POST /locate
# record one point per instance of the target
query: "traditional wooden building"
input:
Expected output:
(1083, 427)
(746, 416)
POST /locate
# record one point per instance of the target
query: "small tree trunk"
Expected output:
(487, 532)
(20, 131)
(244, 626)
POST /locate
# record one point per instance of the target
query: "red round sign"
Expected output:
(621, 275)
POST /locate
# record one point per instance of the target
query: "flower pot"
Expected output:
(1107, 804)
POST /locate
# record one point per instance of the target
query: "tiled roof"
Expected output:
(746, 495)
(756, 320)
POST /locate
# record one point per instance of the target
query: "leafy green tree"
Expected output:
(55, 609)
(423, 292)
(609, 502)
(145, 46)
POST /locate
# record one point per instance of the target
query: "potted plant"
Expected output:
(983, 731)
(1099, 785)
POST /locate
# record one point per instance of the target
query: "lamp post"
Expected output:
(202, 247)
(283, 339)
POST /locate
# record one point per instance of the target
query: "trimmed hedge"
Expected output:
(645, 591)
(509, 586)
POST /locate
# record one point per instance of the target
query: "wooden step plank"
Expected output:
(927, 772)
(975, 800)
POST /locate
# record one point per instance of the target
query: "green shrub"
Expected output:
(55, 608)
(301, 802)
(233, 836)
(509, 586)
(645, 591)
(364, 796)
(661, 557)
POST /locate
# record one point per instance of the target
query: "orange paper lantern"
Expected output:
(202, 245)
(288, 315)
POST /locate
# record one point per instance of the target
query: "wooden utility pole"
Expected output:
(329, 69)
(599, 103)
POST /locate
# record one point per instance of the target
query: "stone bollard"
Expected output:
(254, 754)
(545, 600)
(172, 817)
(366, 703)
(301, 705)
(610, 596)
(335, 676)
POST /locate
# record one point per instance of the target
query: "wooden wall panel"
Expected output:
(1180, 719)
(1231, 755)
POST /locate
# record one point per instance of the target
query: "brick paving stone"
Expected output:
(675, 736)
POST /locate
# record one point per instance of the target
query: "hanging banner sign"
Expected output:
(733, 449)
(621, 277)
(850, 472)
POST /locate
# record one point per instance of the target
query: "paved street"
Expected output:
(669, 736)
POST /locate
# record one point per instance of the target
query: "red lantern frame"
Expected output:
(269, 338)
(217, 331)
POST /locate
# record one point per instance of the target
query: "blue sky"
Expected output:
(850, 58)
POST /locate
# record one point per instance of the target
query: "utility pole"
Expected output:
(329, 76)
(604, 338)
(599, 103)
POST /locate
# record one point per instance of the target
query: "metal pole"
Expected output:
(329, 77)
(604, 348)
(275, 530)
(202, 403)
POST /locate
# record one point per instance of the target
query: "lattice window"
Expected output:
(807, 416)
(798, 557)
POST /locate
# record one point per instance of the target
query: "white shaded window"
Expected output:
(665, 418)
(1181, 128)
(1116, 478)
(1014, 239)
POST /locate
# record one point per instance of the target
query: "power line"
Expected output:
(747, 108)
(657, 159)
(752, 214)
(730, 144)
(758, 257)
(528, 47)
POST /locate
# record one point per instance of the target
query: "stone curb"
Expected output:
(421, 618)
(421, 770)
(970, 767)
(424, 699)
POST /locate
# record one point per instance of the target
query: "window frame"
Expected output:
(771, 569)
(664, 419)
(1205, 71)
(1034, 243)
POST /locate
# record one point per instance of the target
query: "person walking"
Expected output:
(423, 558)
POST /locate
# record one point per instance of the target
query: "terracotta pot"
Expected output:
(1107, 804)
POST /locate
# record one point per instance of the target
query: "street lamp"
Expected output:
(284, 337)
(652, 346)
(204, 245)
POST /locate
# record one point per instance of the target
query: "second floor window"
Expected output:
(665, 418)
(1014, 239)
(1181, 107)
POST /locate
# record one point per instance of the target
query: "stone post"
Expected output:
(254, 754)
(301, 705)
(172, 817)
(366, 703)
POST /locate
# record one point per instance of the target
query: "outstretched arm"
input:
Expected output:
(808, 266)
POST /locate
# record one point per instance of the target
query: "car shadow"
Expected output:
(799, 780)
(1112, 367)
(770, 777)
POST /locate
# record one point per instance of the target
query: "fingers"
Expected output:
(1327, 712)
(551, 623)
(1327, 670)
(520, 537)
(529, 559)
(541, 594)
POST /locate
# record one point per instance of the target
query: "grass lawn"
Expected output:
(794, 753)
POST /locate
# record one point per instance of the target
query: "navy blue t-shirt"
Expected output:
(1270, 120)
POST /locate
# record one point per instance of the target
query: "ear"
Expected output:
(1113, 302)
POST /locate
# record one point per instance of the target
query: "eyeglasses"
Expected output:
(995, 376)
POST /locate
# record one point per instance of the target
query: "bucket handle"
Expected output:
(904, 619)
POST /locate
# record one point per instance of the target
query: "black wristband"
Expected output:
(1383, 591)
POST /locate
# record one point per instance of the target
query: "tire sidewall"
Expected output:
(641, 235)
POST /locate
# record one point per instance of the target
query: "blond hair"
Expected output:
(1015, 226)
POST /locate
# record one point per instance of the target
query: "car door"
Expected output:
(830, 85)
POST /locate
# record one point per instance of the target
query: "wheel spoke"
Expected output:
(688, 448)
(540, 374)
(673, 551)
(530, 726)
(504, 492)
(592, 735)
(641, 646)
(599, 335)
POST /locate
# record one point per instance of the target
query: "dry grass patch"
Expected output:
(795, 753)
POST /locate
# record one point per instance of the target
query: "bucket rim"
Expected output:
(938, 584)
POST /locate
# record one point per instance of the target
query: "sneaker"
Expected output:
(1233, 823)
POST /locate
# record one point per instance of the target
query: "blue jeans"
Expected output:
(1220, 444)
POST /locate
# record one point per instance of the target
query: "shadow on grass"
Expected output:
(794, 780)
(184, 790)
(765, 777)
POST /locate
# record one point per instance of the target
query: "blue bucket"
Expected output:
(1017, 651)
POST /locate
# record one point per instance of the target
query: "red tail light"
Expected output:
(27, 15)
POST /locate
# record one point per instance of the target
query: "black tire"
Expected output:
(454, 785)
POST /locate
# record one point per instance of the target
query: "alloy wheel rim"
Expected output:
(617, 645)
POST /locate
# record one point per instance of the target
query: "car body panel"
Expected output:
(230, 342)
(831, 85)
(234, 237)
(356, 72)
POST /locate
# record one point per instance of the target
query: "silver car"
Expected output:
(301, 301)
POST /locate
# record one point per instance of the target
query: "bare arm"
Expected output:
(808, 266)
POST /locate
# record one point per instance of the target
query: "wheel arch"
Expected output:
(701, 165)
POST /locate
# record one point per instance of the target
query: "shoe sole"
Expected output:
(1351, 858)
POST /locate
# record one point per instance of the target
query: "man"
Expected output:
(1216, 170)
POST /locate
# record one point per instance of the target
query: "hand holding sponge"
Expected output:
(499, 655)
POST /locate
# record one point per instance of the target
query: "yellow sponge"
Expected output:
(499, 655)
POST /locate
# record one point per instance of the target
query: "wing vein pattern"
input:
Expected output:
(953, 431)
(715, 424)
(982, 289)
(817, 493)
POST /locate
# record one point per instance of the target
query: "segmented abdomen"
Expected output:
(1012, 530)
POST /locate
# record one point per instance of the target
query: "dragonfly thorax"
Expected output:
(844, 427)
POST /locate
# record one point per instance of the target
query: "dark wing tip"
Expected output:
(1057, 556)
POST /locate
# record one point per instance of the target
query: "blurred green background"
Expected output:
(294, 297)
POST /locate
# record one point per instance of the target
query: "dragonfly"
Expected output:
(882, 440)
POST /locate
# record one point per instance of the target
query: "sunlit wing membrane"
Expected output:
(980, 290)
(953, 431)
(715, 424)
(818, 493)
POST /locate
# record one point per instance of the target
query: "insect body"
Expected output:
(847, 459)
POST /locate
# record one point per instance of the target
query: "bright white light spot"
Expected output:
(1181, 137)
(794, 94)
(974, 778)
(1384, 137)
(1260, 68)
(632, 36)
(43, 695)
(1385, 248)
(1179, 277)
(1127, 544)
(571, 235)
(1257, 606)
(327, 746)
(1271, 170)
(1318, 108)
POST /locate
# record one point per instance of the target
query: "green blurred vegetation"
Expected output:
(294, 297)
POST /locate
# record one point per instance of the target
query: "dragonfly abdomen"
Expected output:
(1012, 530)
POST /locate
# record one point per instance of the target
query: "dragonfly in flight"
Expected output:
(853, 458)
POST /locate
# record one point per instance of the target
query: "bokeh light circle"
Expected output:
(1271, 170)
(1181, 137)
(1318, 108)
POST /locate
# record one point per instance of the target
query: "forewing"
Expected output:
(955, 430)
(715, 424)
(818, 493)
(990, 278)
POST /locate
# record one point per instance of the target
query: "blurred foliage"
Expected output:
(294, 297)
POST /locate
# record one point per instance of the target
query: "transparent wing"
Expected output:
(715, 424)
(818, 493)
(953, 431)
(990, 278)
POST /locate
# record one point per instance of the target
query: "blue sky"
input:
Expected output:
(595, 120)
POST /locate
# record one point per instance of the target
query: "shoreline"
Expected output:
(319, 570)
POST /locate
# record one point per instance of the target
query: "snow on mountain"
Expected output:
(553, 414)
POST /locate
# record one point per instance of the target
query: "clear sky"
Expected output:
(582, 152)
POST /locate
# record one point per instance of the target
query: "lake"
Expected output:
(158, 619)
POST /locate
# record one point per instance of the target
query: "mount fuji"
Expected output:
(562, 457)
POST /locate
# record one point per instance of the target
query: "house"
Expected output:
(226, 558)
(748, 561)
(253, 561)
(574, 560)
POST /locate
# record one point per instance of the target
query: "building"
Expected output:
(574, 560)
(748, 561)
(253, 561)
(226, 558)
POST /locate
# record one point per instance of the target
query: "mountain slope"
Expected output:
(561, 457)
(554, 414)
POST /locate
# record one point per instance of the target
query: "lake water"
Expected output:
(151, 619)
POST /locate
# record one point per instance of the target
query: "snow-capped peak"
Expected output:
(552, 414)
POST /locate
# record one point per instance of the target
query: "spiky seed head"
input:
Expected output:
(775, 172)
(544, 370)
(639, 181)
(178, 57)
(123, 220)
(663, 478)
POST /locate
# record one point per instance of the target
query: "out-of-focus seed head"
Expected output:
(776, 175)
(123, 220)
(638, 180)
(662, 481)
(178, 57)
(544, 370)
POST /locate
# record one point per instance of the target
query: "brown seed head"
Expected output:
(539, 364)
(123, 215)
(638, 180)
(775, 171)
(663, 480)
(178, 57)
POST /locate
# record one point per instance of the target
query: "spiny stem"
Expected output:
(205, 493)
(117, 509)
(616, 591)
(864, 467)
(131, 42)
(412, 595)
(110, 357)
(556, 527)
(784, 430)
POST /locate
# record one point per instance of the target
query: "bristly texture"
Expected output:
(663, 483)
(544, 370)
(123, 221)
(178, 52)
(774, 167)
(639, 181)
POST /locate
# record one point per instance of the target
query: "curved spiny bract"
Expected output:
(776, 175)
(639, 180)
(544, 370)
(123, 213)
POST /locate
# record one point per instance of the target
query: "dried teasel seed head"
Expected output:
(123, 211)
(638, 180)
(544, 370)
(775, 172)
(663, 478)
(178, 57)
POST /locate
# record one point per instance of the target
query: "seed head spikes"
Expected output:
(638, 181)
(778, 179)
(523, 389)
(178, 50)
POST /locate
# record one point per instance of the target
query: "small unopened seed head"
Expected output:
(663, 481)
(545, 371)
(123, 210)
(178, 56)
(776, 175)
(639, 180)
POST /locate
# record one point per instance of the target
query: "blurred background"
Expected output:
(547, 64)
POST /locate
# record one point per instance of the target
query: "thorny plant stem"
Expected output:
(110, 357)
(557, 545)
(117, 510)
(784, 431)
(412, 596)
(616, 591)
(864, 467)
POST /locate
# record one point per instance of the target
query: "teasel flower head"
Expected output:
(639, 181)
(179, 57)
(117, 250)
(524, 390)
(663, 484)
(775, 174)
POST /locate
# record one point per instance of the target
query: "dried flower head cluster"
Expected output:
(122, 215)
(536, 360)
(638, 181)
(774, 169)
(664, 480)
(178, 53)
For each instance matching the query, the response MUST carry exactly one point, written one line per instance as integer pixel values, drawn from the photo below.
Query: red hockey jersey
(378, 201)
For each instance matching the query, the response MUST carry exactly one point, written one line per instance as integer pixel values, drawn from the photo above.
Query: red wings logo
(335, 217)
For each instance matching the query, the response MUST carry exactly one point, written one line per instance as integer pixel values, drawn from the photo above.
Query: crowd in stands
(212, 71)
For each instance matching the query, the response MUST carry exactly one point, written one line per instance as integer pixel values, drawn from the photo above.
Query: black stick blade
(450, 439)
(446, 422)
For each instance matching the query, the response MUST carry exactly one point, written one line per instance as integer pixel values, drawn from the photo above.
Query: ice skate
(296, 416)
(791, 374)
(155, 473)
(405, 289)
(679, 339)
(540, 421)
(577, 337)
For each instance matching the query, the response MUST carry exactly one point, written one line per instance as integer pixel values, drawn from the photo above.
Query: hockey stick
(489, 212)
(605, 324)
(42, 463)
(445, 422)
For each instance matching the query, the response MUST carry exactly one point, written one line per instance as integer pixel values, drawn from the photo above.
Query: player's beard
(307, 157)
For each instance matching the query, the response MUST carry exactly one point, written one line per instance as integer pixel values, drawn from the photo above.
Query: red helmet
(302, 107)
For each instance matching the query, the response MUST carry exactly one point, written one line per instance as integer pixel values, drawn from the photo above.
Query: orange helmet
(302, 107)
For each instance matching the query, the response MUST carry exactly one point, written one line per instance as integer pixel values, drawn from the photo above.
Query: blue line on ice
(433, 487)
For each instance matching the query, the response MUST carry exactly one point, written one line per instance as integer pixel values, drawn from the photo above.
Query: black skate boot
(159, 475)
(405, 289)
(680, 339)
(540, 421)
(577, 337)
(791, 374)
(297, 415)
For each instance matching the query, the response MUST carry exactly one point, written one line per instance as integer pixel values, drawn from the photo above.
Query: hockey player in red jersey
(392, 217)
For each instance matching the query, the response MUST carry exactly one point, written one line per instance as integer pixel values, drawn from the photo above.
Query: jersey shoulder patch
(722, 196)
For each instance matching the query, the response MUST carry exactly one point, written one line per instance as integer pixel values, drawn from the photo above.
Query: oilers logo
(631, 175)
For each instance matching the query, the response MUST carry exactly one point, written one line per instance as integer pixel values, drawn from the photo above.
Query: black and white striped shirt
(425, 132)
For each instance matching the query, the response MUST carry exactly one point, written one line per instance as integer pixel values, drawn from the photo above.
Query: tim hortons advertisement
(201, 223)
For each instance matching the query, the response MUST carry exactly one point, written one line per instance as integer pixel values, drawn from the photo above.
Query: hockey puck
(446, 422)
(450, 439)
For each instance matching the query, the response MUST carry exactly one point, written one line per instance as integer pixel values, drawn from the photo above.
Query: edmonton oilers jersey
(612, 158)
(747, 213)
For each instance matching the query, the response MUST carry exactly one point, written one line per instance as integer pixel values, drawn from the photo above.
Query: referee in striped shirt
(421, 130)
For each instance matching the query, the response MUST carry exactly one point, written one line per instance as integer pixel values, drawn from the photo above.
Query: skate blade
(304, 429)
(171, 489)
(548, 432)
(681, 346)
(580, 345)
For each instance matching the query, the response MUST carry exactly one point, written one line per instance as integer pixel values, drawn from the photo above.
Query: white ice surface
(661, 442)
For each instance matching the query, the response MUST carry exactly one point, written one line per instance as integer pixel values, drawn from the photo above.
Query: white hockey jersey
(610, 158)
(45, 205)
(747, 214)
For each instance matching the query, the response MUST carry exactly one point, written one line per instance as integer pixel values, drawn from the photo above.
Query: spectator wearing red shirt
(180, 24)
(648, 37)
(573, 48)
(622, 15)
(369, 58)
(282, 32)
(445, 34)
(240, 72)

• EXERCISE BRIEF
Please gather every line in the entries above that contains the string "orange". Case counts.

• SOLVED EXERCISE
query: "orange paper lantern"
Query: orange helmet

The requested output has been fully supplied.